EXERCISE AIM
In the records below, repeat word for word the stretch from the line containing "Would you be able to mark the light" through the line containing "(1398, 780)", with both of those lines included.

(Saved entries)
↓↓↓
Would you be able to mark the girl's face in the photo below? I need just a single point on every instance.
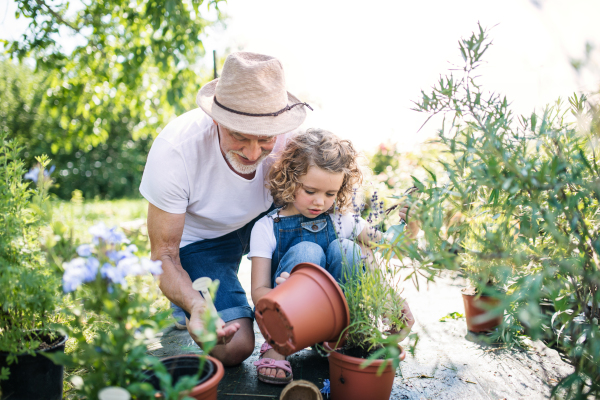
(317, 192)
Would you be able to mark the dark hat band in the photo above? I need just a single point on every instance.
(273, 114)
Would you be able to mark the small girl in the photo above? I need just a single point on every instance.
(313, 181)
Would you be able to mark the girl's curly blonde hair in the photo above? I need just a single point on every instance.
(320, 148)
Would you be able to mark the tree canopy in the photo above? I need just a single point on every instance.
(131, 63)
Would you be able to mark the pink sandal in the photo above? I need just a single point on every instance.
(271, 363)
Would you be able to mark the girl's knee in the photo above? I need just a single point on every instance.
(346, 249)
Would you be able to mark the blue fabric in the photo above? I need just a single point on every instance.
(220, 258)
(302, 239)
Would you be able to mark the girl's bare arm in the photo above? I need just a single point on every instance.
(261, 278)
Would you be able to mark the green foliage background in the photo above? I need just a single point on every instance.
(95, 109)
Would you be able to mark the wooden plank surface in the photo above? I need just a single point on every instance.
(449, 363)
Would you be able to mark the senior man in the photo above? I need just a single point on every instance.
(204, 180)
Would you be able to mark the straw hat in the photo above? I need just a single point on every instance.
(250, 97)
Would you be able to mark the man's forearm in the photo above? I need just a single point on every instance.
(176, 285)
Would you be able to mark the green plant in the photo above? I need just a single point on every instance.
(29, 295)
(170, 390)
(106, 289)
(517, 211)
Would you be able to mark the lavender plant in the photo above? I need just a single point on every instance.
(372, 294)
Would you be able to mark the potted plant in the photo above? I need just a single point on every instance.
(527, 193)
(109, 285)
(29, 295)
(187, 376)
(363, 362)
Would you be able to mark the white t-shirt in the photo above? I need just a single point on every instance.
(186, 173)
(263, 242)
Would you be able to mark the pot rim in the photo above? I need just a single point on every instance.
(335, 285)
(211, 382)
(477, 292)
(65, 337)
(358, 361)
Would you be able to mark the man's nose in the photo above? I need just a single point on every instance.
(252, 151)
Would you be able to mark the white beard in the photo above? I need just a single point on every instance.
(242, 168)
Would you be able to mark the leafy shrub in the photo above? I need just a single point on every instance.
(106, 169)
(517, 210)
(29, 294)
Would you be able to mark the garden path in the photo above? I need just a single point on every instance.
(449, 363)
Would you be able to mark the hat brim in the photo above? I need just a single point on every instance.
(260, 126)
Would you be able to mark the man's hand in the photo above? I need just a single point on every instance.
(195, 324)
(412, 226)
(282, 278)
(408, 319)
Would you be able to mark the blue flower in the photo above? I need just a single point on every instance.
(91, 269)
(85, 250)
(326, 387)
(110, 236)
(115, 237)
(113, 274)
(75, 274)
(154, 267)
(34, 173)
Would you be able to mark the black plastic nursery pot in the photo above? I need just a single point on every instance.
(186, 365)
(34, 376)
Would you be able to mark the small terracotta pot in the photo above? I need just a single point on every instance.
(207, 389)
(348, 381)
(308, 308)
(301, 390)
(475, 309)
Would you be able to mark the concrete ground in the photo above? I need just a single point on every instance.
(449, 363)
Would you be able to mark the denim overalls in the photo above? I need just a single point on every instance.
(302, 239)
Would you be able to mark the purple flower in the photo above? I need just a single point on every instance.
(113, 274)
(111, 236)
(326, 387)
(85, 250)
(78, 271)
(34, 173)
(91, 269)
(154, 267)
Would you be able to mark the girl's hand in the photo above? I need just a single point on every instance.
(412, 226)
(282, 278)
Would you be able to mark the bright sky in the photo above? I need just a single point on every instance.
(360, 64)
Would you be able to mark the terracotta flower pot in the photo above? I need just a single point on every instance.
(188, 364)
(308, 308)
(33, 377)
(475, 309)
(348, 381)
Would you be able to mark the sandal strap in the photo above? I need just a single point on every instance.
(271, 363)
(265, 347)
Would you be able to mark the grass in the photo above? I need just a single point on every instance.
(128, 214)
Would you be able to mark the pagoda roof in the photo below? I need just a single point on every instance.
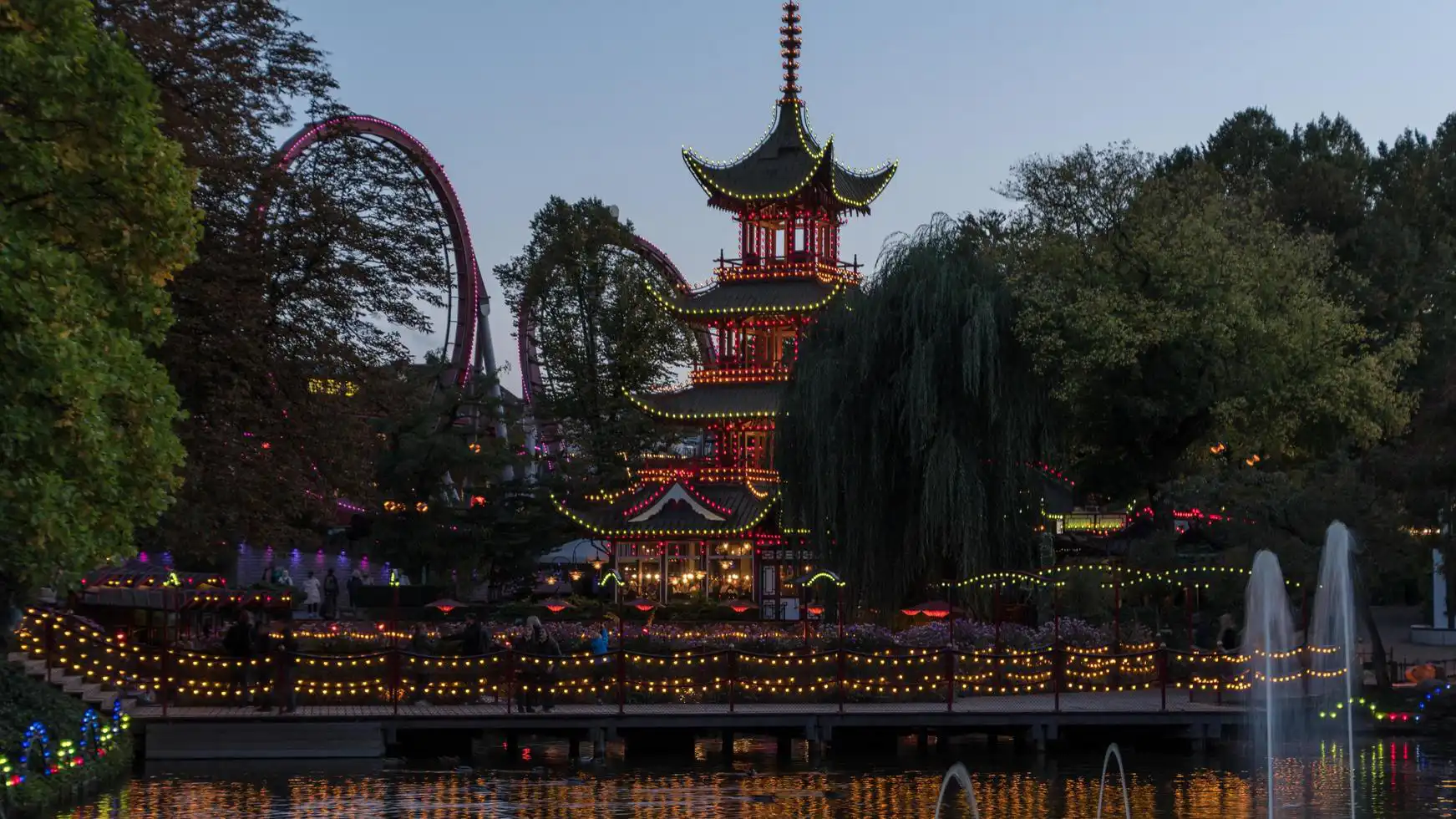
(787, 160)
(713, 401)
(752, 298)
(680, 507)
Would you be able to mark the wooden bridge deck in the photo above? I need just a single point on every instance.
(1123, 703)
(341, 730)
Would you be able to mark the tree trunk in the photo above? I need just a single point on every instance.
(1377, 659)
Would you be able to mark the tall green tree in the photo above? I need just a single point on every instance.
(906, 432)
(350, 257)
(458, 501)
(599, 333)
(95, 219)
(1171, 315)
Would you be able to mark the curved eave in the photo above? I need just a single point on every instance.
(685, 309)
(642, 531)
(717, 403)
(852, 188)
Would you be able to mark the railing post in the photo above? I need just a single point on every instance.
(950, 678)
(1162, 674)
(842, 675)
(733, 678)
(396, 685)
(622, 678)
(50, 644)
(1058, 665)
(164, 687)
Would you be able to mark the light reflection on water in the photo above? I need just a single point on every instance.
(1398, 780)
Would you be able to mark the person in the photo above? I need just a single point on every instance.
(331, 597)
(311, 595)
(241, 643)
(600, 666)
(472, 640)
(354, 585)
(474, 643)
(286, 666)
(542, 672)
(1228, 636)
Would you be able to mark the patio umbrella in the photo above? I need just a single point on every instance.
(554, 588)
(936, 609)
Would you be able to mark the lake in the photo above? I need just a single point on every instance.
(1397, 780)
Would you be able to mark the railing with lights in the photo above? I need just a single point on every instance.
(41, 755)
(728, 678)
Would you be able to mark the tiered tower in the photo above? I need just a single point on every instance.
(708, 526)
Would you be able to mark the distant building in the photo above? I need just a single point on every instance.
(711, 526)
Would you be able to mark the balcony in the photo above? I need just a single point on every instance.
(753, 374)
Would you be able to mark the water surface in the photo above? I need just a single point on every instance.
(1395, 780)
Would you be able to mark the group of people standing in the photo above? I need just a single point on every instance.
(322, 599)
(266, 662)
(255, 650)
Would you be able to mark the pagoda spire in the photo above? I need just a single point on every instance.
(789, 45)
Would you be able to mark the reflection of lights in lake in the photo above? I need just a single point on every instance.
(1398, 781)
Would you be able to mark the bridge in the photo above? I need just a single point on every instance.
(190, 705)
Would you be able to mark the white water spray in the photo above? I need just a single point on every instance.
(960, 776)
(1332, 625)
(1269, 642)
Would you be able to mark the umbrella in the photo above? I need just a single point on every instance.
(935, 609)
(554, 588)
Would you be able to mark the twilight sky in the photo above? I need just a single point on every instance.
(530, 98)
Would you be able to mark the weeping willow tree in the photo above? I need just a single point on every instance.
(911, 421)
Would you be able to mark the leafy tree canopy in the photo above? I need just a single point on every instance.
(911, 421)
(95, 219)
(1171, 315)
(348, 260)
(454, 500)
(599, 333)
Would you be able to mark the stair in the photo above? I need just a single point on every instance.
(92, 694)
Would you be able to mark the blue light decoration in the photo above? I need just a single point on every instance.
(37, 739)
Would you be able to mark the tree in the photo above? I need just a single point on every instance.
(911, 420)
(1172, 315)
(95, 219)
(453, 501)
(600, 334)
(261, 313)
(1287, 511)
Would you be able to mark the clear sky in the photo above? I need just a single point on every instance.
(529, 98)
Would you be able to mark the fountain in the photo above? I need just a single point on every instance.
(960, 776)
(1332, 637)
(1274, 666)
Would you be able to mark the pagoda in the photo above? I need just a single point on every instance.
(709, 528)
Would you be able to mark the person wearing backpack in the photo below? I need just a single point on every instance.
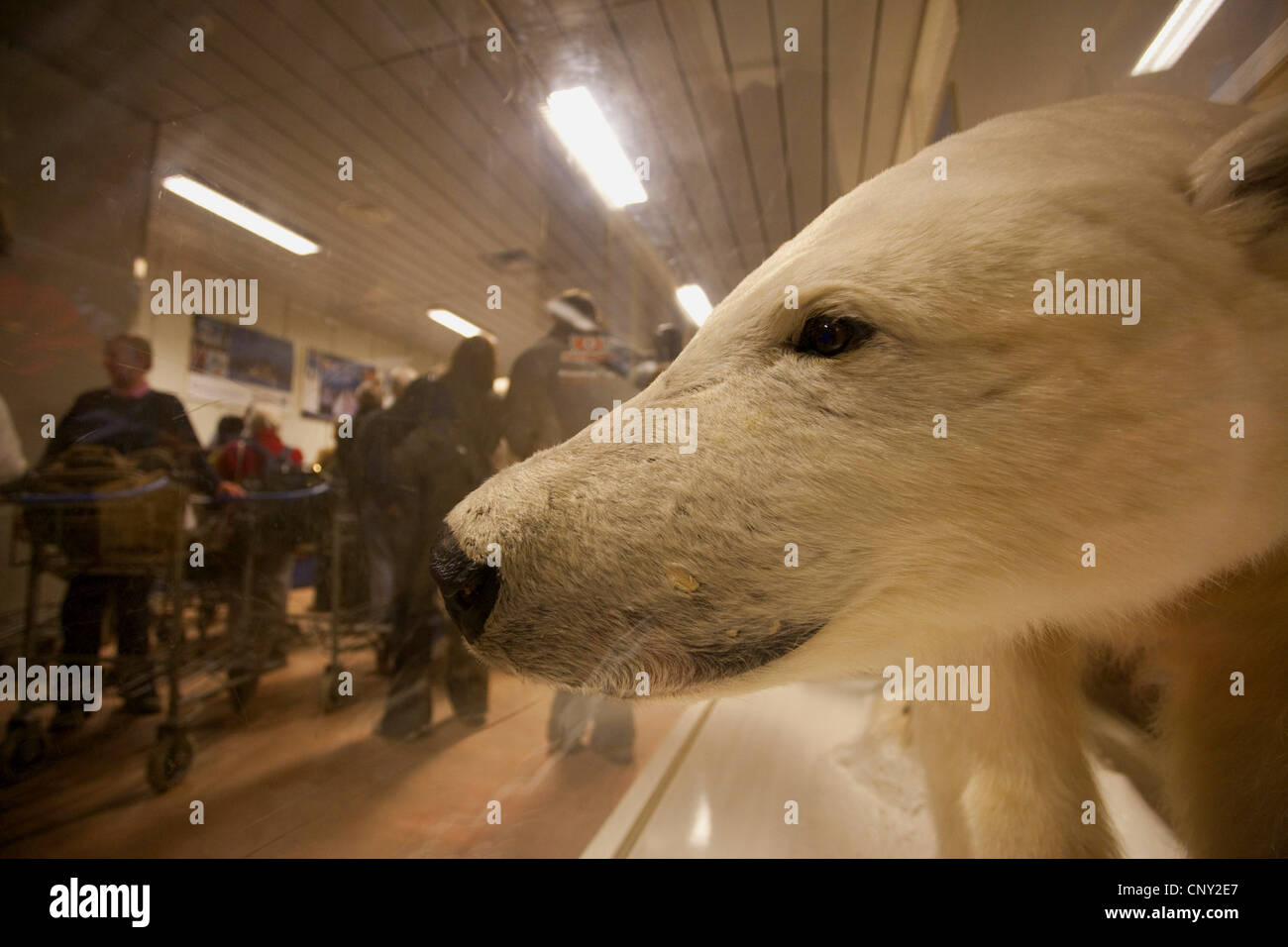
(445, 457)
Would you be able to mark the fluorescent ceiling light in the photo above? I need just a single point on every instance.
(239, 214)
(1186, 22)
(450, 320)
(695, 302)
(581, 127)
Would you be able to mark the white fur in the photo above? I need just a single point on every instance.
(1063, 431)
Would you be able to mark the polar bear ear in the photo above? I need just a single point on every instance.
(1241, 184)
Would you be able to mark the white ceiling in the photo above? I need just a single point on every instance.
(454, 165)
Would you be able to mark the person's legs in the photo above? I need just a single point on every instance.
(82, 611)
(408, 707)
(134, 667)
(84, 605)
(377, 539)
(268, 611)
(570, 716)
(467, 680)
(614, 729)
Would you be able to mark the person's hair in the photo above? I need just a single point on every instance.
(475, 363)
(583, 302)
(138, 347)
(230, 429)
(399, 377)
(258, 419)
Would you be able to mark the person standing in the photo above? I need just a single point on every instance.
(554, 386)
(434, 467)
(128, 415)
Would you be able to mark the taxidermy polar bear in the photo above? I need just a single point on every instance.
(1094, 486)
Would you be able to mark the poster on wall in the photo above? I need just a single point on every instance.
(239, 365)
(330, 385)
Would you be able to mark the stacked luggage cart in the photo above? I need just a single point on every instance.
(153, 530)
(348, 625)
(133, 531)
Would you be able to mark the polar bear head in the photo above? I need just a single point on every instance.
(910, 434)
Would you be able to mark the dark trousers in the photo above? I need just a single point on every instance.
(82, 612)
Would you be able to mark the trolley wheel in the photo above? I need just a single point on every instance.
(168, 759)
(24, 749)
(329, 692)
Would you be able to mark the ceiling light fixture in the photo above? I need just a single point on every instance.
(1188, 20)
(450, 320)
(584, 131)
(239, 214)
(695, 302)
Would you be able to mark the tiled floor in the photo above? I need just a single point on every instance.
(292, 781)
(837, 757)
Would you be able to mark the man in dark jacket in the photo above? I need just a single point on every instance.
(127, 416)
(554, 386)
(445, 457)
(375, 436)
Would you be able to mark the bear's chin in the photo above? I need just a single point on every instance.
(688, 673)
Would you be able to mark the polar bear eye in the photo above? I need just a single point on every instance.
(831, 335)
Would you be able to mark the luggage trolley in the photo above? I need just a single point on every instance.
(342, 626)
(261, 515)
(133, 531)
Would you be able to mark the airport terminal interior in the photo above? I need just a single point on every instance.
(282, 282)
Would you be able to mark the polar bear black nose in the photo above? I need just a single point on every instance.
(469, 587)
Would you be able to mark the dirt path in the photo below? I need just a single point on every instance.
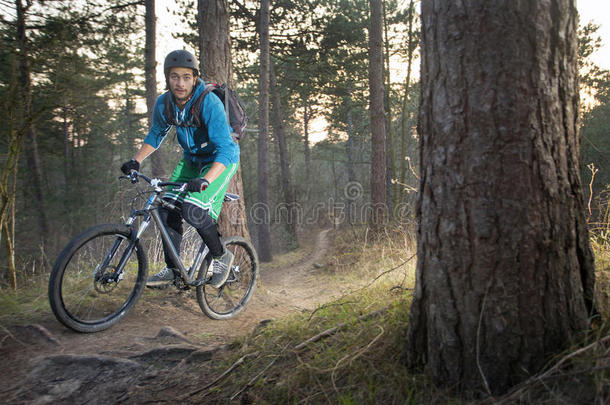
(161, 321)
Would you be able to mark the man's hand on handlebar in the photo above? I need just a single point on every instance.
(130, 165)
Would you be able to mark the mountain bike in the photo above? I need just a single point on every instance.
(100, 275)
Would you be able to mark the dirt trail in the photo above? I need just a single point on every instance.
(47, 363)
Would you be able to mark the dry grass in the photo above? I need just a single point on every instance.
(355, 355)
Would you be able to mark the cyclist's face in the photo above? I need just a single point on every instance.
(181, 83)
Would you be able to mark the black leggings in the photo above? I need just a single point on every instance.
(202, 222)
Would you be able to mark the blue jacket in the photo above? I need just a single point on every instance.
(214, 145)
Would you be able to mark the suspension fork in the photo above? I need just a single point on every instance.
(133, 241)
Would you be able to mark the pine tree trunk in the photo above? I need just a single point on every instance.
(391, 194)
(405, 132)
(306, 119)
(280, 135)
(215, 65)
(150, 77)
(263, 232)
(31, 148)
(505, 272)
(378, 158)
(351, 172)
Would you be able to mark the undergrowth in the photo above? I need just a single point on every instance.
(349, 351)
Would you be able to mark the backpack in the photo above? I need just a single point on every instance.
(234, 109)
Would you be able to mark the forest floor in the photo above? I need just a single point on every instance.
(44, 362)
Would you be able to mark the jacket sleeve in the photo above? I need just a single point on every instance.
(159, 127)
(213, 114)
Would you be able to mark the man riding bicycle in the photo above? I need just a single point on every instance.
(210, 159)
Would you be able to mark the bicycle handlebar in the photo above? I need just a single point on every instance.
(134, 175)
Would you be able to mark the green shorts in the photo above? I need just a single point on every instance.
(211, 198)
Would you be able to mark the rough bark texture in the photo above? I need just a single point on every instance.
(505, 272)
(378, 159)
(350, 152)
(307, 147)
(32, 156)
(150, 78)
(214, 41)
(280, 135)
(264, 234)
(215, 65)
↑↑↑
REPLY
Would you be able to mark the light reflection on water in the photo above? I need just a single point on every instance.
(1398, 780)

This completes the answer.